Can you find every line below that contains the string "link" and copy each one out in full?

________________

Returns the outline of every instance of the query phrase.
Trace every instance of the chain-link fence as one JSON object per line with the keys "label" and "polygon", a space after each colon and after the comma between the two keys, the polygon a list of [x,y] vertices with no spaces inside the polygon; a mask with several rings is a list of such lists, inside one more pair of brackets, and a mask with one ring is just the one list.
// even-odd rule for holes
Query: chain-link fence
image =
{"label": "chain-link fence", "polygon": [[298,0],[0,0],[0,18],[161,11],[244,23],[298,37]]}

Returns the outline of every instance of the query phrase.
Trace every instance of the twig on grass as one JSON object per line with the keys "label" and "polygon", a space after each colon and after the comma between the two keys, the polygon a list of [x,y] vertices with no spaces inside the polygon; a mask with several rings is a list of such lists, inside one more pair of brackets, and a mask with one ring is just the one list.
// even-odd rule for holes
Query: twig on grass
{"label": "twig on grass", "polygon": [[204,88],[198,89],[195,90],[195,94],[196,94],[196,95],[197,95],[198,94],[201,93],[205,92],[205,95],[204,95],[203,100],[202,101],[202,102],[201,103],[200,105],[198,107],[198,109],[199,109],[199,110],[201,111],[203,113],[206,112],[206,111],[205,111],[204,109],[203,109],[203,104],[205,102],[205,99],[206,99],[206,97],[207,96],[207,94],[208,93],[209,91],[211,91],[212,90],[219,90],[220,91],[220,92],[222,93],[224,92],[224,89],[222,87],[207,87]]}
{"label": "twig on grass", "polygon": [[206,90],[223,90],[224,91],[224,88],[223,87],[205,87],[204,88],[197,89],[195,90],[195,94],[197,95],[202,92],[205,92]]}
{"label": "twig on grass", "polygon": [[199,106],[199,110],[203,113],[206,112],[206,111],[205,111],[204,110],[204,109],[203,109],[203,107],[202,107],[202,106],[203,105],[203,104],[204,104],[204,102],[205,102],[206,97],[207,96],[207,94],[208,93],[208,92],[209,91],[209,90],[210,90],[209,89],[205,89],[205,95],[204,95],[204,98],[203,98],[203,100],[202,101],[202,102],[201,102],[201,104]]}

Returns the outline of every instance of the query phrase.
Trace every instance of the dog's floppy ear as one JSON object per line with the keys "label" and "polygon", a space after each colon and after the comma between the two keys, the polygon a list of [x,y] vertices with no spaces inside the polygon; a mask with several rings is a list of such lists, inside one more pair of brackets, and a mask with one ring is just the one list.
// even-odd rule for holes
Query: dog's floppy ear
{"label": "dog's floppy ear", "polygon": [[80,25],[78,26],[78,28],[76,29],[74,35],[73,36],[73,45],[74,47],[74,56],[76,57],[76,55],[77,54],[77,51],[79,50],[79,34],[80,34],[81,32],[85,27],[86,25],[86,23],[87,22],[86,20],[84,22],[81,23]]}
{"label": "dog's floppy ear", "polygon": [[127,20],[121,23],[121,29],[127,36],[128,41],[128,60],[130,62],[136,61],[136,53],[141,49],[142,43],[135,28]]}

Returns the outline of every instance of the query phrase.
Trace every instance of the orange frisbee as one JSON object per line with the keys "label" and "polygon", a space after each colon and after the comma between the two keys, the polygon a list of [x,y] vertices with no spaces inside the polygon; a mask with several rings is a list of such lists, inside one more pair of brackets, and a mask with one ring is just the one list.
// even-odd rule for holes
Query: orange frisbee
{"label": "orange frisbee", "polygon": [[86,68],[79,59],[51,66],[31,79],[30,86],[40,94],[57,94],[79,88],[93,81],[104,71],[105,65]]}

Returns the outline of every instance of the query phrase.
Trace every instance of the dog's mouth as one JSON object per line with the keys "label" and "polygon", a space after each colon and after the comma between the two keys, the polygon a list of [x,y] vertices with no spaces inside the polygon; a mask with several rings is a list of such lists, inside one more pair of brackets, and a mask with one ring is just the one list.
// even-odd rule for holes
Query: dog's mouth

________________

(FINAL RESULT):
Trace every instance of the chain-link fence as one JSON object per line with the keys "label" and "polygon", a space after each colon and after the comma between the two keys, the polygon a list of [x,y] vertices with no spaces inside the polygon; a mask with several rings is a list of such lists, inside one more pair of brackets, and a mask with one ring is just the one list.
Query: chain-link fence
{"label": "chain-link fence", "polygon": [[298,0],[0,0],[0,18],[161,11],[244,23],[298,37]]}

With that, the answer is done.